____ Supplied entries

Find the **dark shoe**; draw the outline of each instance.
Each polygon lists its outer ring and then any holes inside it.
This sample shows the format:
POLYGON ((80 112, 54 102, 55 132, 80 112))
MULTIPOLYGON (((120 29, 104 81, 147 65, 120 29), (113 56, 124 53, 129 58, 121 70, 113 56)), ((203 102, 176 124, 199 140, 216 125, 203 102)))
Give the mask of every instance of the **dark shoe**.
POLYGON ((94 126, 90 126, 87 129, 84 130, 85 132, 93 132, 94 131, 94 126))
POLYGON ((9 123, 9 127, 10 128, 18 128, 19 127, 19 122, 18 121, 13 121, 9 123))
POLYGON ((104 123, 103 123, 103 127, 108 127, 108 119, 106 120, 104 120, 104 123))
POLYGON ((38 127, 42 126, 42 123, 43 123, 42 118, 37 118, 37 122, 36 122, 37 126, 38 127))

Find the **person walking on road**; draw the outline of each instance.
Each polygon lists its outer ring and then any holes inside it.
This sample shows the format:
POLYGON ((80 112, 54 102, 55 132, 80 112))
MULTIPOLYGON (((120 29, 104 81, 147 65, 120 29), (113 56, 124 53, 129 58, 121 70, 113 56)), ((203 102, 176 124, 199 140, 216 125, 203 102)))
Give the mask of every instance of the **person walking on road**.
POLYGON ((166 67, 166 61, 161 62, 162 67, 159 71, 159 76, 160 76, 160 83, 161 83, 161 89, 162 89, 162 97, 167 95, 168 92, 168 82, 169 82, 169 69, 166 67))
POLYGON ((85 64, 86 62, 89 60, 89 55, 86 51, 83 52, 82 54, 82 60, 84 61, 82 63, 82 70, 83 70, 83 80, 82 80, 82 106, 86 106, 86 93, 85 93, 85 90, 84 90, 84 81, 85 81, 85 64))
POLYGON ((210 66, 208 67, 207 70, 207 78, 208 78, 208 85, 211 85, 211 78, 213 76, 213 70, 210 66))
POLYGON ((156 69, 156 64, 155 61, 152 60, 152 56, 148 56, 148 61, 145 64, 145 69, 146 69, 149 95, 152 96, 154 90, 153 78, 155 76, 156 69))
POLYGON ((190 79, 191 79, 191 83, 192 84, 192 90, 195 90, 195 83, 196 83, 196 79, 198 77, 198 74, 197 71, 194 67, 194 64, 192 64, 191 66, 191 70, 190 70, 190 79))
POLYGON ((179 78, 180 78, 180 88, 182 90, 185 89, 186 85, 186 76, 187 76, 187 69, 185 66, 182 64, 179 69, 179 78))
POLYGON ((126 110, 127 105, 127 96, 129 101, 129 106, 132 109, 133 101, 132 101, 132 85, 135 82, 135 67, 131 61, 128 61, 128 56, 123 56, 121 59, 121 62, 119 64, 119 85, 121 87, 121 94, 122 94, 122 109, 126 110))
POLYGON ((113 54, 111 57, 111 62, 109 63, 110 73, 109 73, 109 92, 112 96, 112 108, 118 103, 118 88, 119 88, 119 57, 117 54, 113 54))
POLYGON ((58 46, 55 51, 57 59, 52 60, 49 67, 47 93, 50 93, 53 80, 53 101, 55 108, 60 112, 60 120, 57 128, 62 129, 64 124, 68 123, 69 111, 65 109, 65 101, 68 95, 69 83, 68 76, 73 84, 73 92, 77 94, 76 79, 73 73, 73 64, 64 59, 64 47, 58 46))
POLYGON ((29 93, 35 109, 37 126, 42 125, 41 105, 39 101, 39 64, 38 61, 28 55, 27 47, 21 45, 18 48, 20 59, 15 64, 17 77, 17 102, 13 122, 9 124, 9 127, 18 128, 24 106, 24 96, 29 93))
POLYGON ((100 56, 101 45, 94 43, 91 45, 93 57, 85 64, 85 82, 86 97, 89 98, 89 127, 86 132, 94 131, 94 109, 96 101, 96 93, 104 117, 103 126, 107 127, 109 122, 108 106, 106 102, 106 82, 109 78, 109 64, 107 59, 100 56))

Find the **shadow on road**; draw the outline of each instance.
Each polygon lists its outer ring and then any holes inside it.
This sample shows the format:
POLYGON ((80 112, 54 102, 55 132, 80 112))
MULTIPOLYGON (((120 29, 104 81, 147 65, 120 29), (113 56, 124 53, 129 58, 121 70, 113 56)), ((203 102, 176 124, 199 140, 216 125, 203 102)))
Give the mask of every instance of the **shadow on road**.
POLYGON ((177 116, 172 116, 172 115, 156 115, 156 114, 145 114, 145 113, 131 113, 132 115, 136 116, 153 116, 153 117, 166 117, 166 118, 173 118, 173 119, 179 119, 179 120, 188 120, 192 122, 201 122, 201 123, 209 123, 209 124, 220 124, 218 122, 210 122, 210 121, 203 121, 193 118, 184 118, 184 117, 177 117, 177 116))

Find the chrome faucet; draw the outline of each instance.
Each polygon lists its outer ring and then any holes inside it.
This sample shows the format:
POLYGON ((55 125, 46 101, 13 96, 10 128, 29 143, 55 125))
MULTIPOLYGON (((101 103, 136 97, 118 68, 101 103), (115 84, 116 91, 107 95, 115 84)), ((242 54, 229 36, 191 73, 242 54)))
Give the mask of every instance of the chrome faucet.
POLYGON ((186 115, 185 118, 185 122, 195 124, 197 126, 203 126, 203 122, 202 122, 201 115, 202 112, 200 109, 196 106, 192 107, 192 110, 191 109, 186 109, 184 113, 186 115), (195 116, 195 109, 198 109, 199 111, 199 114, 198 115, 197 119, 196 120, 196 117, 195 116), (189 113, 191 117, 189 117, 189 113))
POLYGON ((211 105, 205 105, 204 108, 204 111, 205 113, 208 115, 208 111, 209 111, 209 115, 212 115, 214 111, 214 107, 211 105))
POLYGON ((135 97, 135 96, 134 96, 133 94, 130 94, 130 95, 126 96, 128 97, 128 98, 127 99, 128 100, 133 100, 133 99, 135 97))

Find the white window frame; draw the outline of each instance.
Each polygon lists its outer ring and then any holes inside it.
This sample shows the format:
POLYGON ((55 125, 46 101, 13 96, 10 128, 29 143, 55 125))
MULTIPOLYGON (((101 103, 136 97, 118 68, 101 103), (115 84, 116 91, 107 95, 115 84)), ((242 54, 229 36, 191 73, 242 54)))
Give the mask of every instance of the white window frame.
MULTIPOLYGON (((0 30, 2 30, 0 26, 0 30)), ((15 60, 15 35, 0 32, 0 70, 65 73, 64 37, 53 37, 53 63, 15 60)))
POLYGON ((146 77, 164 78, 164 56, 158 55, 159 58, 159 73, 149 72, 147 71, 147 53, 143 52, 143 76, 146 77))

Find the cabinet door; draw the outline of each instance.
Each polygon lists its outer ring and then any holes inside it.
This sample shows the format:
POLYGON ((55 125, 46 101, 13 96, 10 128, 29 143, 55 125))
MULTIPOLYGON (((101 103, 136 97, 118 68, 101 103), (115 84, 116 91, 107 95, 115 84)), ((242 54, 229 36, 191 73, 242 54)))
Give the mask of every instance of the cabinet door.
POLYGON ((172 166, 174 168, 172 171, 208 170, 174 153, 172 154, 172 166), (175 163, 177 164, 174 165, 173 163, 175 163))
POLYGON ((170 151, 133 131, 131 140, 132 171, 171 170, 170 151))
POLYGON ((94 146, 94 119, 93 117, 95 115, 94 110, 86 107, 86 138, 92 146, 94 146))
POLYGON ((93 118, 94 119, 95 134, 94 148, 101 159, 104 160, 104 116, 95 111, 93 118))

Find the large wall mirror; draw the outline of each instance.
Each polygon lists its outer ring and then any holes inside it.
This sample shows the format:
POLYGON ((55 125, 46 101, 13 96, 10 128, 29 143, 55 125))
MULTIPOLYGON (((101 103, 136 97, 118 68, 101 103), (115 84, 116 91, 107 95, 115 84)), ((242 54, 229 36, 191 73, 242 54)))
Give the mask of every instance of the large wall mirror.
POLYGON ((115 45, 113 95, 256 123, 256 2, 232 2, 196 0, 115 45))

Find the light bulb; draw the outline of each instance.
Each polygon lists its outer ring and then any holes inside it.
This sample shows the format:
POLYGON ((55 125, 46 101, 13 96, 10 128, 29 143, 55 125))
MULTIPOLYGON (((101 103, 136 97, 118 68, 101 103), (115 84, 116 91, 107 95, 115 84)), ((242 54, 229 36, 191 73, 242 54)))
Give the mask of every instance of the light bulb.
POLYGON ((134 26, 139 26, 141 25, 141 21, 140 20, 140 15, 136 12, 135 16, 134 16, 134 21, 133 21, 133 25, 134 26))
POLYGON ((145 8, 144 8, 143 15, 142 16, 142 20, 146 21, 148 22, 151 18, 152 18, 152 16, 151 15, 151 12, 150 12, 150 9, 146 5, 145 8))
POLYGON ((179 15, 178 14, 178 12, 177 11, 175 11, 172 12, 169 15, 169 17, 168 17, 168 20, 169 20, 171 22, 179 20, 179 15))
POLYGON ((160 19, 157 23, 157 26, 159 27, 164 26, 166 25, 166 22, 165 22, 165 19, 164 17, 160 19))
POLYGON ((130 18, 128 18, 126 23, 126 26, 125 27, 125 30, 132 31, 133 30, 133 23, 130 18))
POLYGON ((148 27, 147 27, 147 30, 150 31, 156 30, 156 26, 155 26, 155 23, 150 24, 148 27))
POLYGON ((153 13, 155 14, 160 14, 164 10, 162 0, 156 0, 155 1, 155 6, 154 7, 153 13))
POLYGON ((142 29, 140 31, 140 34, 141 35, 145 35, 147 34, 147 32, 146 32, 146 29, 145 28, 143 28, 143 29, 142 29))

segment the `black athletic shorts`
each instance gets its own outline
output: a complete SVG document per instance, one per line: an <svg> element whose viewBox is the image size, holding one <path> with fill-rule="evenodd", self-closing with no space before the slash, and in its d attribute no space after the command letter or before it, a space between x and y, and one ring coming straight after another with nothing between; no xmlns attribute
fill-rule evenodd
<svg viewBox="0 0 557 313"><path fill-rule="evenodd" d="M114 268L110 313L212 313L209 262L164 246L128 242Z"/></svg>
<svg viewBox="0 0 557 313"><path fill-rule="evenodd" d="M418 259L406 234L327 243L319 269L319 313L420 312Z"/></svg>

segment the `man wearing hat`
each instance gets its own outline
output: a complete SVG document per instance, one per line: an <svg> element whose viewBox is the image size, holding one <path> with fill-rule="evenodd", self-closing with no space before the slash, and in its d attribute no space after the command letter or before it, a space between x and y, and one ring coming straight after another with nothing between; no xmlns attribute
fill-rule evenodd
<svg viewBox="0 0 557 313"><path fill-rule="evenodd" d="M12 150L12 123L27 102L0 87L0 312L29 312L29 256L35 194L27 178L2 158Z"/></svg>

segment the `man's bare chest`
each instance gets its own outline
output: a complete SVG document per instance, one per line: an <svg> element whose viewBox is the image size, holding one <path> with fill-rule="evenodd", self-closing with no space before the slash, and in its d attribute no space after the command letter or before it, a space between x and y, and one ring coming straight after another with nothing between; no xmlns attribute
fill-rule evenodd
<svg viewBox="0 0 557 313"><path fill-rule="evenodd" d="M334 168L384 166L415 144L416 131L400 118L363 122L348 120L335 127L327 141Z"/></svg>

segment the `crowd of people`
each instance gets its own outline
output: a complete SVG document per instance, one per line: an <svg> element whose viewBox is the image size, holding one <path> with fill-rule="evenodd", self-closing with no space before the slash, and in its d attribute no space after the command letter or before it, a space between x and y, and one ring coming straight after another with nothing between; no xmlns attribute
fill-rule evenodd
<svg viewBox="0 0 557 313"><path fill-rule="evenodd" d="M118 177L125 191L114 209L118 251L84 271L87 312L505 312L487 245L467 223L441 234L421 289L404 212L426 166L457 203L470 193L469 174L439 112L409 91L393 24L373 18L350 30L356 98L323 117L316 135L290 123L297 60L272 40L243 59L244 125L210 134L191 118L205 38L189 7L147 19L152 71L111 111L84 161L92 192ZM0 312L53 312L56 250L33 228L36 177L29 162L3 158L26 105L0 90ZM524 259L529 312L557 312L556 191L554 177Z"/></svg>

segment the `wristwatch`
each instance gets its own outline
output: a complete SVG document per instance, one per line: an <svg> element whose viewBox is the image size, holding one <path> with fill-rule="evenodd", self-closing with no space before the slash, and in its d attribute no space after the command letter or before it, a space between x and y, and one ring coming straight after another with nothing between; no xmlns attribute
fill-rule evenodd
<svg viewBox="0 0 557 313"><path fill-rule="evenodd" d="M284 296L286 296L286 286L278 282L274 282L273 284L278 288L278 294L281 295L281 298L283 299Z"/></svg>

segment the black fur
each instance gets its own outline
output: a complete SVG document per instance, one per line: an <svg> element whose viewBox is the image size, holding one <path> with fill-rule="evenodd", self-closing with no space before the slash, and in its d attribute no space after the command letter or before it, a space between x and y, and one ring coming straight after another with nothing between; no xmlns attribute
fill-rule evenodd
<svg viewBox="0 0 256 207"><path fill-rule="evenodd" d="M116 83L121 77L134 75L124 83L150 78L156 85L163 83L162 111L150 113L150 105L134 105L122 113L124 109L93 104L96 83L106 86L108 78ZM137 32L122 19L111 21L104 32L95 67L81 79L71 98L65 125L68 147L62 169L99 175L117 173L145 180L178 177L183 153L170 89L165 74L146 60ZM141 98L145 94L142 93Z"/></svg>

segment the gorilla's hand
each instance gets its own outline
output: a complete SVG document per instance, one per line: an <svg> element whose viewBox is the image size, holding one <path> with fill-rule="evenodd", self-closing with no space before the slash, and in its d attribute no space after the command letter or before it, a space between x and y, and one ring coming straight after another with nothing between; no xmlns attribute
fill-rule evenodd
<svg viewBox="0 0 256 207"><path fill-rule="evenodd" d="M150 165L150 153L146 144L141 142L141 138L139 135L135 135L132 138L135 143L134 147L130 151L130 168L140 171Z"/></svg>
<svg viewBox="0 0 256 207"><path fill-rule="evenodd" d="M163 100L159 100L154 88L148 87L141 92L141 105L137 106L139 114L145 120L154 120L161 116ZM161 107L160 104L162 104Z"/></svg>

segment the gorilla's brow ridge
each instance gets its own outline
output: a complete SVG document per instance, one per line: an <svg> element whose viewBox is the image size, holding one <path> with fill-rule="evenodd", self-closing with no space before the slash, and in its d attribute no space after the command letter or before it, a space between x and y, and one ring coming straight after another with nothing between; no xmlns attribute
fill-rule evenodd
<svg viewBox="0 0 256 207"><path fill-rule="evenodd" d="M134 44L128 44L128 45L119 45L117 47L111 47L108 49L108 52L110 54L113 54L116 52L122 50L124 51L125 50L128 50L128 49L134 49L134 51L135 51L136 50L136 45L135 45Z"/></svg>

________

- [What you need to do] Convert the stretch from the start of the listing through the line containing "Give the mask of every instance of the **dark" into a numbered list, with both ends included and blank lines left out.

- [Worked answer]
1. Find the **dark shoe**; draw the outline of each instance.
2. Each polygon lists its outer ring and then any holes inside it.
3. This sample shows the format:
4. POLYGON ((80 112, 54 102, 55 132, 80 112))
5. MULTIPOLYGON (((120 29, 104 81, 147 65, 120 29), (113 56, 124 53, 129 58, 121 70, 113 56)), ((203 102, 176 124, 199 140, 216 125, 203 102)))
6. Give the mask of every instance of the **dark shoe**.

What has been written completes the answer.